◆ Tasks and exercises ◆
1) In the page excerpt about the dental workshop, how many Rotaplast missions has Dr. Mabel Garcia Mattos taken part in?
2) Transcribe the page excerpt about the dental workshop, everything from "Dr. Kale explained" down to "fit just so.".

◆ Page excerpt ◆
_ _ _ _ _ _ _
The busy dental, orthodontic and prosthetic workshop is an essential stage of cleft lip and palate repair. Dr, Mabel Garcia Mattos from Uruguay, a veteran of eleven Rotaplast missions, and Dr. Chintamani Kale from Mumbai, are running it. Rotaplast non-medical volunteer Nora Manchester from San Jose, California is lending crucial assistance. Local technicians are an important part of the team.

Dr. Kale explained that dental plates close the gaps for many patients with incomplete palates. The devices allow them to eat better, speak more clearly and smile prettier. The plates also keep food from being sucked through the opening in the roof of the mouth and into the lungs, creating potential infections.

Appliances sculpted by the local technician in the workshop for certain patients form the shape of the mouth that the surgeons are working to complete. The missing teeth in a cleft lip and palate are filled in with by the dental plate, so that the surgeon can adjust the lip repair to fit just so.

The dental department also stretches each side of the patients’ gapped lips towards the center with surgical tape or elastic bands before their operations. Over a few days this makes the flesh more pliable when the surgeons need to pull the parts together and stitch them into a solid pair of lips.
_ _ _ _ _ _ _
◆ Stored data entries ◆
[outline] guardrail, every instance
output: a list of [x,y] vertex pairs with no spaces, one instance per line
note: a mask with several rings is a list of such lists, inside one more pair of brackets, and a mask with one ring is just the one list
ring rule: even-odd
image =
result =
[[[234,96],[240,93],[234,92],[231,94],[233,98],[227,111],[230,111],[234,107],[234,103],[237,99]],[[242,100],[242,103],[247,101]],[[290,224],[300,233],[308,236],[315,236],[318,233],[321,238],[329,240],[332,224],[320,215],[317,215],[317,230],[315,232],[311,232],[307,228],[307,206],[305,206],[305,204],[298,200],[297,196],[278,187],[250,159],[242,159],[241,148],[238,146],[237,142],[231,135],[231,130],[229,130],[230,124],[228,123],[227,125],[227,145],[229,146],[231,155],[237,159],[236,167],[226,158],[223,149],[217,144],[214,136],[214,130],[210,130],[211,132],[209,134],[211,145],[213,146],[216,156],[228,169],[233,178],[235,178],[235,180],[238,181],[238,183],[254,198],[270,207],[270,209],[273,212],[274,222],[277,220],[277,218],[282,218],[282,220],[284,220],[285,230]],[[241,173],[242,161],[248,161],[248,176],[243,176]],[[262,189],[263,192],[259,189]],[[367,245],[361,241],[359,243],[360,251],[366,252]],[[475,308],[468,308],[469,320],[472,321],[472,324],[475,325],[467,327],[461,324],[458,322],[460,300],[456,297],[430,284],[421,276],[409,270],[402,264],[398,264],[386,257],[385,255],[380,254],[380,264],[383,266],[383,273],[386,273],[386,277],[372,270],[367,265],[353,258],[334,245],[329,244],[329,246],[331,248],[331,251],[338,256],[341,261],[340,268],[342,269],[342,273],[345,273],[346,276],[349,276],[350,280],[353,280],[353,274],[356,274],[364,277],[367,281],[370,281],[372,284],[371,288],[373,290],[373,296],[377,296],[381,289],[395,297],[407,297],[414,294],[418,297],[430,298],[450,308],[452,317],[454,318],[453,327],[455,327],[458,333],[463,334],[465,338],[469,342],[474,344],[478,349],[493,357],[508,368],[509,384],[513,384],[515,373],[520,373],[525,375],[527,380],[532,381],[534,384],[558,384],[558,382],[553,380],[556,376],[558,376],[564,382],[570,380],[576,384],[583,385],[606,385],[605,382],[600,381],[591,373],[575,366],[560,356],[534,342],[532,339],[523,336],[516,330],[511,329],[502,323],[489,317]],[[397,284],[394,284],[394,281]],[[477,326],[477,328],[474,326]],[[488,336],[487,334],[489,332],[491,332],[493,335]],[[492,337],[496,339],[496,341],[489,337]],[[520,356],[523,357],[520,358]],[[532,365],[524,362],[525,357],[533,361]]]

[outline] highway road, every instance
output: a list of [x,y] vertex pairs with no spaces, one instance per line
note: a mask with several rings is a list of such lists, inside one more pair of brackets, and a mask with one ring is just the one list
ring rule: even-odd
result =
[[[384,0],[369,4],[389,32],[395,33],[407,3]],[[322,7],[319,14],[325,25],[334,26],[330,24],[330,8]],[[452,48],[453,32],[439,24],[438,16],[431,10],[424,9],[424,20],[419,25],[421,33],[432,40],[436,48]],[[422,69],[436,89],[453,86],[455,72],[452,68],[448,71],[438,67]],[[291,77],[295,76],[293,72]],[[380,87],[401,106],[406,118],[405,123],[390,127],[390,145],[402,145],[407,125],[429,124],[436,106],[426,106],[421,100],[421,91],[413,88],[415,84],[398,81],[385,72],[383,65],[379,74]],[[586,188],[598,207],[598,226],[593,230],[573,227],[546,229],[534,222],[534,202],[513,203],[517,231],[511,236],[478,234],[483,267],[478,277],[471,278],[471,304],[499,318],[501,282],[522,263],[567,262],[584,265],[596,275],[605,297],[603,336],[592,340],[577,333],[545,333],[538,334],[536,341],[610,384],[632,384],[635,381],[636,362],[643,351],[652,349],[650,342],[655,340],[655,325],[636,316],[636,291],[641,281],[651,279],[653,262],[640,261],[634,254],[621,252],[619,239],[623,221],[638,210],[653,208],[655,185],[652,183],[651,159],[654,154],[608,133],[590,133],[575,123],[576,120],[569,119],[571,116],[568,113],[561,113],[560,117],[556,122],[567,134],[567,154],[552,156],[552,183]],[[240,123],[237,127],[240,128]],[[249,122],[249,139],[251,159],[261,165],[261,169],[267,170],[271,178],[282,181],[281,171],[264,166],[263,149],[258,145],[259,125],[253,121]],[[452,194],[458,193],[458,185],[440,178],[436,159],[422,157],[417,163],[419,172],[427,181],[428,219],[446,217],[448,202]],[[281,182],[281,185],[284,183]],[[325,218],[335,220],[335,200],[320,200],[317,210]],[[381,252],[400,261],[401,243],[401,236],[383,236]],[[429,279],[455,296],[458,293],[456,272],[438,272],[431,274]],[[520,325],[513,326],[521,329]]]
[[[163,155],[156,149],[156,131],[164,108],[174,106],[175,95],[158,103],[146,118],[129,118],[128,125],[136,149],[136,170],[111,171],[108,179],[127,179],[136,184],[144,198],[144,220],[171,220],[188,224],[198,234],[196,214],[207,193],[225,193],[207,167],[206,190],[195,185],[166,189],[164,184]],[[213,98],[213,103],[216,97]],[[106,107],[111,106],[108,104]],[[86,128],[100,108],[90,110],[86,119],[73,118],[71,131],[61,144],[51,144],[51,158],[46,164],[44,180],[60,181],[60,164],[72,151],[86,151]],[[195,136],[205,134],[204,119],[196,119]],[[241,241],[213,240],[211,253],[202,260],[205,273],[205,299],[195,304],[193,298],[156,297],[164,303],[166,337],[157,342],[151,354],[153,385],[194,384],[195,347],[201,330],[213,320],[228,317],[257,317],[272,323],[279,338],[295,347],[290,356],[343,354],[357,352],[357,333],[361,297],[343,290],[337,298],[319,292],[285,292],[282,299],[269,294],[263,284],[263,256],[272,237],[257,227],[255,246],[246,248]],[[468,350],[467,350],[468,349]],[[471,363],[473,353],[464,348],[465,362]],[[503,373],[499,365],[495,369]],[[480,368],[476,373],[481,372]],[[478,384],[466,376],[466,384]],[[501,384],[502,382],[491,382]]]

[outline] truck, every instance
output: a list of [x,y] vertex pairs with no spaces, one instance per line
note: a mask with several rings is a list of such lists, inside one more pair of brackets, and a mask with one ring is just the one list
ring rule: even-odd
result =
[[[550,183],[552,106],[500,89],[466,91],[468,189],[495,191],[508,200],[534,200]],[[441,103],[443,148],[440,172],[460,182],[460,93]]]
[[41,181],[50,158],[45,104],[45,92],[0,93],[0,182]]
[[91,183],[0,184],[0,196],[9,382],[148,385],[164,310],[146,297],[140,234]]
_ _ _ _ _ _ _
◆ Exercise answers ◆
1) Eleven.

2)
Dr. Kale explained that dental plates close the gaps for many patients with incomplete palates. The devices allow them to eat better, speak more clearly and smile prettier. The plates also keep food from being sucked through the opening in the roof of the mouth and into the lungs, creating potential infections.

Appliances sculpted by the local technician in the workshop for certain patients form the shape of the mouth that the surgeons are working to complete. The missing teeth in a cleft lip and palate are filled in with by the dental plate, so that the surgeon can adjust the lip repair to fit just so.